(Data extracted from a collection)
- Opening Delimiter -

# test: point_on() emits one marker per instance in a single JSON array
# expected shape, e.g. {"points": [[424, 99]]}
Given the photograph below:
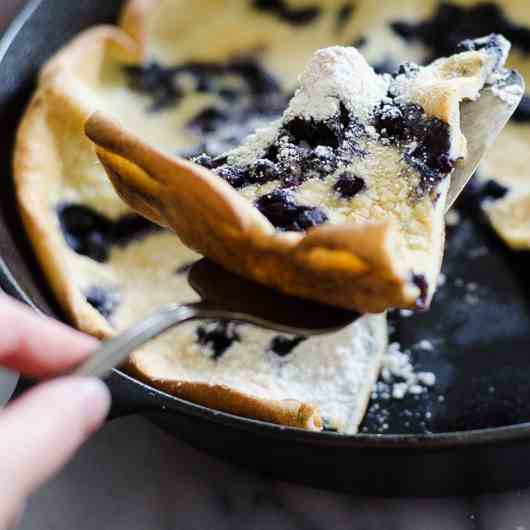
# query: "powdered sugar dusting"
{"points": [[337, 74], [398, 377]]}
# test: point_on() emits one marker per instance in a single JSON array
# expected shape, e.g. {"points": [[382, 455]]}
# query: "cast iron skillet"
{"points": [[478, 414]]}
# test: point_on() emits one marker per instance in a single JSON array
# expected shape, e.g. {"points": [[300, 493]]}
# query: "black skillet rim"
{"points": [[431, 441]]}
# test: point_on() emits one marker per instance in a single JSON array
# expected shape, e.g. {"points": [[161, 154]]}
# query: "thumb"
{"points": [[41, 431]]}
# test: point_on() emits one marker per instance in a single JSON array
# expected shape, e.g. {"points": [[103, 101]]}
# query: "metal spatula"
{"points": [[226, 296]]}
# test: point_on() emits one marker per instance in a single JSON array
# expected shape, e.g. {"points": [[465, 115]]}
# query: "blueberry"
{"points": [[264, 171], [522, 114], [103, 300], [420, 281], [408, 125], [235, 176], [91, 234], [295, 16], [218, 336], [208, 120], [204, 160], [453, 24], [282, 211], [86, 231], [492, 190], [349, 185], [386, 66], [322, 160], [156, 81], [344, 15], [283, 346]]}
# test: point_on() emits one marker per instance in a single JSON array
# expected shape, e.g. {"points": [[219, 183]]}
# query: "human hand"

- Closing Delimiter -

• Work instruction
All records above need to be returned exactly. Omit the pictures.

• Solution
# test: point_on() emits one marker per instance in a single JSON array
# expected shape, e.g. {"points": [[424, 99]]}
Given the photograph below:
# query: "powdered sugar dusting"
{"points": [[337, 74], [398, 377]]}
# test: point_on() emits one marker per instance in a single JSON array
# expected shape, e.g. {"points": [[382, 455]]}
# query: "cast iron skillet"
{"points": [[478, 414]]}
# test: point_on() emits one marker per instance in a single JSON array
# expected shape, e.g. {"points": [[300, 493]]}
# query: "black skillet rim"
{"points": [[431, 441]]}
# test: point_on() emits one marker per instance in a single JSON array
# expected shape, e.g. {"points": [[161, 154]]}
# query: "thumb"
{"points": [[41, 431]]}
# test: point_on() emits one marker per instance in a single JSON array
# expected shape, e.g. {"points": [[103, 101]]}
# query: "metal spatula"
{"points": [[226, 296]]}
# test: point_on() emits one marker per instance in a single JSON array
# expected shape, e.g. {"points": [[465, 115]]}
# query: "blueberry"
{"points": [[264, 171], [522, 114], [103, 300], [420, 281], [408, 125], [235, 176], [91, 234], [295, 16], [218, 336], [208, 120], [204, 160], [453, 24], [282, 211], [86, 231], [492, 190], [349, 185], [386, 66], [322, 160], [156, 81], [344, 15], [283, 346]]}
# test: point_on() emits one marker per instance in a single JSON array
# expected shape, e.g. {"points": [[219, 183]]}
# query: "human hand"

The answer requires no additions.